• [Written problem]: Output the material below in full, exactly as it is.

• [Exercise materials]:
↓

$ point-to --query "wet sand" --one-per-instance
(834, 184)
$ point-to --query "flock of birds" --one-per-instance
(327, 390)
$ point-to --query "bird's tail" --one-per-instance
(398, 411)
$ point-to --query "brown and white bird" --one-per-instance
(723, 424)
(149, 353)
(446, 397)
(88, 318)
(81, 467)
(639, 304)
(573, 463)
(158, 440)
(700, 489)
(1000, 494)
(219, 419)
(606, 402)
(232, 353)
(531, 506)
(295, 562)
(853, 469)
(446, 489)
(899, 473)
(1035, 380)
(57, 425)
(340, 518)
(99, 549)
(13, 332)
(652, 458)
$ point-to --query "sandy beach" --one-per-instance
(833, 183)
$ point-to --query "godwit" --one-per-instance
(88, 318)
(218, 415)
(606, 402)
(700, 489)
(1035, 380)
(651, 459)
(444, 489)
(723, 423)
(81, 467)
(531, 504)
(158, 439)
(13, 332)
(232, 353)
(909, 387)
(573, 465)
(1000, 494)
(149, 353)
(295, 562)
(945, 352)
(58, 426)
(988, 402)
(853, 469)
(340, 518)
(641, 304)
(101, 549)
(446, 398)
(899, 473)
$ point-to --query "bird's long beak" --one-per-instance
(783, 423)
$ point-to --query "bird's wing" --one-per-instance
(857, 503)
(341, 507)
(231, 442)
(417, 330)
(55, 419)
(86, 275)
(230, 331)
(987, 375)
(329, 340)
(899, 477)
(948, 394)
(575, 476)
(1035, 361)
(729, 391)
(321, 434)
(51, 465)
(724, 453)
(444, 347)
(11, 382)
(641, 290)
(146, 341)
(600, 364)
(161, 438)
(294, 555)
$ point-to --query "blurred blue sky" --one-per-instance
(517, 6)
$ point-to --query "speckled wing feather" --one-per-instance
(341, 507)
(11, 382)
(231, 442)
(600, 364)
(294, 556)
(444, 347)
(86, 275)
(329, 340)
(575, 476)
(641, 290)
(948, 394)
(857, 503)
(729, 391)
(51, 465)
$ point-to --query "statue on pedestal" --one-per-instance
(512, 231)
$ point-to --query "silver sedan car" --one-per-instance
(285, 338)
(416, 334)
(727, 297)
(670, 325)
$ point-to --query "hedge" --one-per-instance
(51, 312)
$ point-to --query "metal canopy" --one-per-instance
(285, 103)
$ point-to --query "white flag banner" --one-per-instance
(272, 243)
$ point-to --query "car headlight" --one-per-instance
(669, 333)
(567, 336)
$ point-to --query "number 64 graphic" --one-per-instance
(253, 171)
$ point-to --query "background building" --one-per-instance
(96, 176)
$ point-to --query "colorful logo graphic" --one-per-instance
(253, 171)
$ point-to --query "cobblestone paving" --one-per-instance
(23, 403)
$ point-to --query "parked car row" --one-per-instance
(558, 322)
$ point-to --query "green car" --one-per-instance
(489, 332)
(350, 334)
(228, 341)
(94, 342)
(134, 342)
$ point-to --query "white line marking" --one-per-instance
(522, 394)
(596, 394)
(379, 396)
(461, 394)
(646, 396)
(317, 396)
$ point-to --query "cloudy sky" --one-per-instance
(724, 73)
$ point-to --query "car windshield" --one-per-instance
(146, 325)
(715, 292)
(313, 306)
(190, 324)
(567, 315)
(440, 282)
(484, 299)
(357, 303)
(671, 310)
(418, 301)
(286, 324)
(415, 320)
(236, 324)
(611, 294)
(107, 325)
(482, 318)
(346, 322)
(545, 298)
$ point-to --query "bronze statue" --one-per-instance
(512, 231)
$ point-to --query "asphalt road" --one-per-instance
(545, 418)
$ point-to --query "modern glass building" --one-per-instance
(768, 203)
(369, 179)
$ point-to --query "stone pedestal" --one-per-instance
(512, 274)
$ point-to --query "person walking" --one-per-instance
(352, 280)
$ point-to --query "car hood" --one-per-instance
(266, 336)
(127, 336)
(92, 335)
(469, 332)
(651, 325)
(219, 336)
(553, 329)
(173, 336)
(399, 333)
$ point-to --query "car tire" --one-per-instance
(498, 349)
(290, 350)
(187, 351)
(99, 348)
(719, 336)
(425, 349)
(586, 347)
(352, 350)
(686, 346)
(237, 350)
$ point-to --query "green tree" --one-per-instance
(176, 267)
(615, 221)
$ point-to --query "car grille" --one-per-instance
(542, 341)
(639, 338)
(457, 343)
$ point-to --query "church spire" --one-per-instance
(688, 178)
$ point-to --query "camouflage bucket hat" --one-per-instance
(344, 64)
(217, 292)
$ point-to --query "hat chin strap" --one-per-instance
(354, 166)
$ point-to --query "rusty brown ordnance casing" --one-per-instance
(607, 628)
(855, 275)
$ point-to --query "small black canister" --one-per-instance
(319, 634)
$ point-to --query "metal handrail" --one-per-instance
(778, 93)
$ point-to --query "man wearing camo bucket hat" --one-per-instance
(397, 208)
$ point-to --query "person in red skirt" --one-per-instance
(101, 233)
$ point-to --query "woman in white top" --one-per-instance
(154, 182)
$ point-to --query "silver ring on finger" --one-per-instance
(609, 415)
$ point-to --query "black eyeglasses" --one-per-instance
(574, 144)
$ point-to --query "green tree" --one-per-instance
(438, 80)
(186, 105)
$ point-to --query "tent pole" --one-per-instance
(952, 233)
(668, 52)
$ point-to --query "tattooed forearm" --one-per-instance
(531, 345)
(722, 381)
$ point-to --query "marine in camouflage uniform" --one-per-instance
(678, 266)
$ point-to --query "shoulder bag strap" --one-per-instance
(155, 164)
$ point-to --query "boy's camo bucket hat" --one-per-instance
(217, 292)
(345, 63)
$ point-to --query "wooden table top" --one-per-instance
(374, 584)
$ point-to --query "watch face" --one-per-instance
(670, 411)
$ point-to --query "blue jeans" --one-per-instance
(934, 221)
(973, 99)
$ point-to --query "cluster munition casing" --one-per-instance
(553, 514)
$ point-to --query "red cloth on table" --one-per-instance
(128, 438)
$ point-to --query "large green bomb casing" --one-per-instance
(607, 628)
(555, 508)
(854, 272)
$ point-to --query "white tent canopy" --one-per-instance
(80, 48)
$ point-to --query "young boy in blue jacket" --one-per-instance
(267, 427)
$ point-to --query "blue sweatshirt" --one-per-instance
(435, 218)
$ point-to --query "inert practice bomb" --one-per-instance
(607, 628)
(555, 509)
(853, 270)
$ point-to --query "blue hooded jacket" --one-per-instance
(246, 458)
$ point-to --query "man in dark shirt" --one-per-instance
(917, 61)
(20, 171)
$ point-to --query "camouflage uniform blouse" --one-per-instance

↑

• [Answer to this problem]:
$ point-to --query "wet sand" --one-per-instance
(834, 184)
$ point-to --query "flock of birds" --one-per-instance
(327, 390)
$ point-to --query "bird's tail" --one-per-instance
(398, 411)
$ point-to --query "brown and white bird" --one-per-instance
(723, 424)
(149, 353)
(446, 397)
(88, 318)
(81, 467)
(639, 304)
(573, 463)
(158, 440)
(700, 489)
(1000, 494)
(219, 419)
(606, 402)
(232, 353)
(531, 506)
(295, 562)
(853, 469)
(446, 489)
(899, 473)
(1035, 380)
(57, 425)
(340, 518)
(99, 549)
(13, 332)
(652, 458)
$ point-to --query "sandy beach" --one-per-instance
(833, 183)
$ point-to --query "godwit" --one-per-instance
(88, 318)
(218, 415)
(606, 402)
(700, 489)
(1035, 380)
(651, 459)
(444, 489)
(723, 423)
(81, 467)
(531, 504)
(158, 439)
(13, 332)
(232, 353)
(909, 387)
(573, 465)
(1000, 494)
(149, 353)
(295, 562)
(945, 352)
(58, 426)
(988, 402)
(853, 469)
(340, 518)
(641, 304)
(101, 549)
(446, 398)
(899, 473)
$ point-to --query "bird's long beak" --one-per-instance
(783, 423)
$ point-to --query "bird's wing" --one-per-instance
(857, 503)
(341, 507)
(231, 442)
(417, 330)
(55, 419)
(86, 275)
(230, 331)
(987, 375)
(329, 340)
(899, 477)
(948, 394)
(575, 476)
(1035, 361)
(729, 391)
(321, 434)
(51, 465)
(724, 453)
(444, 347)
(11, 382)
(641, 290)
(146, 341)
(600, 364)
(161, 438)
(294, 555)
$ point-to --query "blurred blue sky" --one-per-instance
(517, 6)
$ point-to --query "speckled wing feather" --one-per-instance
(341, 507)
(11, 382)
(231, 442)
(600, 364)
(294, 556)
(444, 347)
(86, 275)
(329, 340)
(575, 476)
(641, 290)
(948, 394)
(857, 503)
(729, 391)
(51, 465)
$ point-to --query "statue on pedestal" --one-per-instance
(512, 231)
$ point-to --query "silver sedan car" --one-per-instance
(285, 338)
(416, 334)
(727, 297)
(670, 325)
$ point-to --query "hedge" --one-per-instance
(51, 312)
$ point-to --query "metal canopy" --one-per-instance
(285, 103)
$ point-to --query "white flag banner" --one-per-instance
(272, 243)
$ point-to --query "car headlight" --one-per-instance
(669, 333)
(567, 336)
$ point-to --query "number 64 graphic" --one-per-instance
(253, 171)
$ point-to --query "background building" --one-per-instance
(96, 176)
$ point-to --query "colorful logo graphic" --one-per-instance
(253, 171)
$ point-to --query "cobblestone paving" --one-per-instance
(23, 403)
$ point-to --query "parked car row" --one-per-instance
(558, 322)
$ point-to --query "green car" --one-per-instance
(489, 332)
(350, 334)
(228, 341)
(94, 342)
(134, 342)
$ point-to --query "white line marking" --one-per-instance
(522, 394)
(596, 394)
(379, 396)
(461, 394)
(646, 396)
(317, 396)
$ point-to --query "cloudy sky" --one-per-instance
(724, 73)
$ point-to --query "car windshield" --one-per-instance
(146, 325)
(715, 292)
(313, 306)
(190, 324)
(567, 315)
(440, 282)
(484, 299)
(357, 303)
(671, 310)
(418, 301)
(286, 324)
(415, 320)
(236, 324)
(611, 294)
(107, 325)
(482, 318)
(346, 322)
(545, 298)
$ point-to --query "bronze statue" --one-per-instance
(512, 231)
$ point-to --query "asphalt road" --one-per-instance
(545, 418)
$ point-to --query "modern glass building" --one-per-instance
(768, 203)
(369, 179)
$ point-to --query "stone pedestal" --one-per-instance
(512, 274)
$ point-to --query "person walking" --one-per-instance
(352, 280)
$ point-to --query "car hood" --one-per-instance
(266, 336)
(127, 336)
(92, 335)
(469, 332)
(651, 325)
(219, 336)
(553, 329)
(173, 336)
(399, 333)
$ point-to --query "car tire" --one-per-instance
(498, 349)
(290, 350)
(187, 351)
(99, 348)
(719, 336)
(425, 349)
(586, 347)
(352, 350)
(686, 346)
(237, 350)
$ point-to --query "green tree" --one-per-instance
(176, 267)
(615, 221)
$ point-to --query "car grille" --one-per-instance
(542, 341)
(639, 338)
(457, 343)
$ point-to --query "church spire" --one-per-instance
(688, 178)
$ point-to --query "camouflage bucket hat" --one-per-instance
(344, 64)
(217, 292)
$ point-to --query "hat chin strap" --one-per-instance
(354, 166)
$ point-to --query "rusty brown ordnance casing" --one-per-instance
(607, 628)
(855, 275)
$ point-to --query "small black canister" --one-per-instance
(319, 634)
$ point-to --query "metal handrail" --one-per-instance
(778, 93)
$ point-to --query "man wearing camo bucket hat" --one-per-instance
(397, 208)
$ point-to --query "person in red skirt" --one-per-instance
(101, 233)
$ point-to --query "woman in white top" --one-per-instance
(154, 182)
$ point-to --query "silver ring on finger" --one-per-instance
(609, 415)
$ point-to --query "black eyeglasses" --one-per-instance
(574, 144)
$ point-to --query "green tree" --one-per-instance
(438, 80)
(186, 105)
$ point-to --query "tent pole" --one-per-instance
(952, 233)
(668, 52)
$ point-to --query "tattooed forearm" --one-per-instance
(531, 345)
(722, 381)
$ point-to --query "marine in camouflage uniform" --one-per-instance
(678, 266)
$ point-to --query "shoulder bag strap" --one-per-instance
(155, 164)
$ point-to --query "boy's camo bucket hat" --one-per-instance
(217, 292)
(345, 63)
$ point-to --query "wooden table top" --one-per-instance
(374, 584)
$ point-to --query "watch face" --one-per-instance
(670, 411)
$ point-to --query "blue jeans" --one-per-instance
(934, 221)
(973, 99)
$ point-to --query "cluster munition casing" --one-per-instance
(553, 514)
$ point-to --query "red cloth on table" --one-per-instance
(128, 438)
$ point-to --query "large green bomb casing" --one-per-instance
(607, 628)
(555, 508)
(854, 272)
$ point-to --query "white tent canopy" --one-per-instance
(80, 48)
$ point-to --query "young boy in blue jacket" --one-per-instance
(267, 427)
$ point-to --query "blue sweatshirt" --one-per-instance
(435, 218)
$ point-to --query "inert practice bomb" --one-per-instance
(607, 628)
(555, 509)
(853, 270)
$ point-to --query "blue hooded jacket" --one-per-instance
(246, 458)
$ point-to --query "man in dark shirt" --one-per-instance
(917, 61)
(20, 171)
$ point-to --query "camouflage uniform blouse" --one-per-instance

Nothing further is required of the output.